╔══
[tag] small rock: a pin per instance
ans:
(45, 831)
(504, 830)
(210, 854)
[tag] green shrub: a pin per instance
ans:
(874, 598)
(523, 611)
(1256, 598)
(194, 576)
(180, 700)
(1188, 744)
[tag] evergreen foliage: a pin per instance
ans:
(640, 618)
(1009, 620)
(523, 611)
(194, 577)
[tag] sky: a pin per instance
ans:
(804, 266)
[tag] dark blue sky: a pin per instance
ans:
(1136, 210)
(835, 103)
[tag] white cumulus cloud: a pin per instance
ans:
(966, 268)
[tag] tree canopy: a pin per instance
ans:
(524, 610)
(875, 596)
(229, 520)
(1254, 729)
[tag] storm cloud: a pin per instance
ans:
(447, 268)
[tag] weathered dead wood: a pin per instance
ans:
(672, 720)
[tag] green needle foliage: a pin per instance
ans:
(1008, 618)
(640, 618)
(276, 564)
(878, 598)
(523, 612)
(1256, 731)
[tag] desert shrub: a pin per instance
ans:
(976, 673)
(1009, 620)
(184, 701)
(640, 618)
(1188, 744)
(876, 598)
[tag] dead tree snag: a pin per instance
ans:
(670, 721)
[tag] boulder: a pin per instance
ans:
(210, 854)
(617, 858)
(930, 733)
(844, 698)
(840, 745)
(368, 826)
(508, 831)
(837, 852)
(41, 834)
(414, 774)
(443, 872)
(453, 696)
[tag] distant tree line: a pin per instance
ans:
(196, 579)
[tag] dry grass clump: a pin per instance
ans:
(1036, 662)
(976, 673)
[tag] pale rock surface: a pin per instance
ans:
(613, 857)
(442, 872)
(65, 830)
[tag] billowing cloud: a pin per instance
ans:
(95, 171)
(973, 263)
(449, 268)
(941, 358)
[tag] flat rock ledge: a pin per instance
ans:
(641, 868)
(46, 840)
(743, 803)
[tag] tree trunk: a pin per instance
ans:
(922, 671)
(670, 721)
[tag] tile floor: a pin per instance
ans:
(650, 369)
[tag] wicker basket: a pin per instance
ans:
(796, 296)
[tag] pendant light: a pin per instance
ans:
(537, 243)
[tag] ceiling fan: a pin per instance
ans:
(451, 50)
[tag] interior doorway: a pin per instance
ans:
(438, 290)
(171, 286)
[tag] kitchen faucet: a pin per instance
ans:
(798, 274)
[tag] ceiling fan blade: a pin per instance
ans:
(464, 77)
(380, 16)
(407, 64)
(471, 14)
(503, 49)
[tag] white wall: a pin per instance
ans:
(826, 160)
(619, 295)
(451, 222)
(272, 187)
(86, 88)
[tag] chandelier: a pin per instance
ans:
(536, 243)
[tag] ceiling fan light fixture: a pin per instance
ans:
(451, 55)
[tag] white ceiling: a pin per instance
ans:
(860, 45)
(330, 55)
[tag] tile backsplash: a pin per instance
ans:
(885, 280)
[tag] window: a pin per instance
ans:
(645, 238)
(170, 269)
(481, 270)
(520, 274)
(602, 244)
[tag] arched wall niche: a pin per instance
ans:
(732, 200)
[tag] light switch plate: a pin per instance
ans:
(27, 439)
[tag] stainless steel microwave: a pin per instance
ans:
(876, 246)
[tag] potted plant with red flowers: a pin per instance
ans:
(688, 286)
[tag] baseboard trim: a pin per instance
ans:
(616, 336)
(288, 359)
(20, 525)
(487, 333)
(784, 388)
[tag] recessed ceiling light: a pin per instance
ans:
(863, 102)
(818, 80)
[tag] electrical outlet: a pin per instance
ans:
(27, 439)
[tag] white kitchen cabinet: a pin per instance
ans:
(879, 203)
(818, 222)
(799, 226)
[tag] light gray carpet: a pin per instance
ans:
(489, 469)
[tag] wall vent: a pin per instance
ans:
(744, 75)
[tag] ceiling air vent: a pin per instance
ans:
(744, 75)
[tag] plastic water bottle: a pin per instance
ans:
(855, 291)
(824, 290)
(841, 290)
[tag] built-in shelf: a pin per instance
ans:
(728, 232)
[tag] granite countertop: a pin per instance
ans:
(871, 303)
╚══
JOB - Give back each line above precisely as it stands.

FULL SOLUTION -
[tag] small rock: a pin per instance
ans:
(45, 831)
(504, 830)
(210, 854)
[tag] green shrub: a pin per instance
ans:
(874, 598)
(523, 611)
(1256, 598)
(194, 576)
(180, 700)
(1188, 744)
[tag] evergreen foliage: a pin per instance
ans:
(640, 618)
(1009, 620)
(523, 611)
(194, 577)
[tag] sky: a pin per instance
ans:
(804, 266)
[tag] dark blue sky: a pin per instance
ans:
(1136, 210)
(835, 103)
[tag] white cumulus cloud: a pin per instance
ans:
(966, 268)
[tag] tree canopy: a pin per instance
ans:
(524, 610)
(875, 596)
(229, 520)
(1254, 729)
[tag] storm cloud: a pin per instance
ans:
(447, 268)
[tag] weathered dead wood: a pin per instance
ans:
(672, 720)
[tag] green needle foliage: a pin per instance
ans:
(1008, 618)
(640, 618)
(276, 564)
(878, 598)
(523, 612)
(1256, 731)
[tag] desert shrub: a pin per instance
ans:
(976, 673)
(1009, 620)
(184, 701)
(640, 618)
(1188, 744)
(876, 598)
[tag] dead tree snag: a pin per instance
ans:
(670, 721)
[tag] boulder: a pin per instance
ans:
(210, 854)
(617, 858)
(930, 733)
(844, 698)
(840, 745)
(368, 826)
(508, 831)
(837, 852)
(41, 834)
(414, 774)
(443, 872)
(453, 696)
[tag] distant tree line: a pin per instance
ans:
(196, 579)
[tag] dry grass clump: a pin per instance
ans:
(1036, 662)
(976, 673)
[tag] pale rock surface: a pin per instance
ans:
(613, 857)
(442, 872)
(65, 830)
[tag] billowing cloud: a pin per instance
ans:
(95, 171)
(973, 263)
(449, 268)
(941, 358)
[tag] flat rock ledge: a pin per instance
ans:
(641, 868)
(46, 840)
(743, 803)
[tag] tree trunk: a pin per instance
ans:
(922, 671)
(670, 721)
[tag] tile floor: a pin per instance
ans:
(650, 369)
[tag] wicker basket: a pin per instance
ans:
(796, 296)
[tag] pendant light: a pin per instance
ans:
(537, 243)
[tag] ceiling fan: a pin per instance
ans:
(451, 50)
[tag] interior doorway: a pin per instance
ans:
(438, 290)
(171, 286)
[tag] kitchen faucet: a pin per instance
ans:
(798, 274)
[tag] ceiling fan blade: a pin per instance
ans:
(464, 77)
(380, 16)
(407, 64)
(471, 14)
(503, 49)
[tag] white wall: a pin per instance
ans:
(826, 160)
(619, 295)
(451, 222)
(272, 187)
(86, 88)
[tag] chandelier: a pin per instance
ans:
(536, 243)
[tag] ceiling fan light fixture: a pin per instance
ans:
(451, 55)
[tag] white ceiling: a pin per instance
ans:
(860, 45)
(330, 55)
[tag] tile backsplash: a pin per instance
ans:
(885, 280)
[tag] window: a pin per instance
ans:
(645, 238)
(170, 269)
(481, 270)
(520, 274)
(602, 244)
[tag] arched wall niche: a pin per instance
ans:
(732, 200)
[tag] light switch plate: a pin per instance
ans:
(27, 439)
[tag] stainless steel microwave: a pin per instance
ans:
(876, 246)
[tag] potted plant with red flowers: a pin per instance
ans:
(688, 286)
[tag] baseboard trim: a pin per instance
ans:
(616, 336)
(288, 359)
(20, 525)
(487, 333)
(784, 388)
[tag] recessed ceiling light: a pin per instance
ans:
(863, 102)
(818, 80)
[tag] electrical outlet: a pin per instance
ans:
(27, 439)
[tag] white kitchen cabinet: a pin per instance
ans:
(879, 203)
(818, 222)
(799, 226)
[tag] light gray carpet: a pin per instance
ans:
(489, 469)
[tag] wall vent: a pin per instance
ans:
(744, 75)
[tag] ceiling air vent: a pin per instance
ans:
(744, 75)
[tag] plastic water bottle: a pin per instance
ans:
(855, 291)
(824, 290)
(841, 290)
[tag] built-in shelf: a pin per instance
ans:
(728, 232)
[tag] granite countertop: a pin per instance
ans:
(871, 303)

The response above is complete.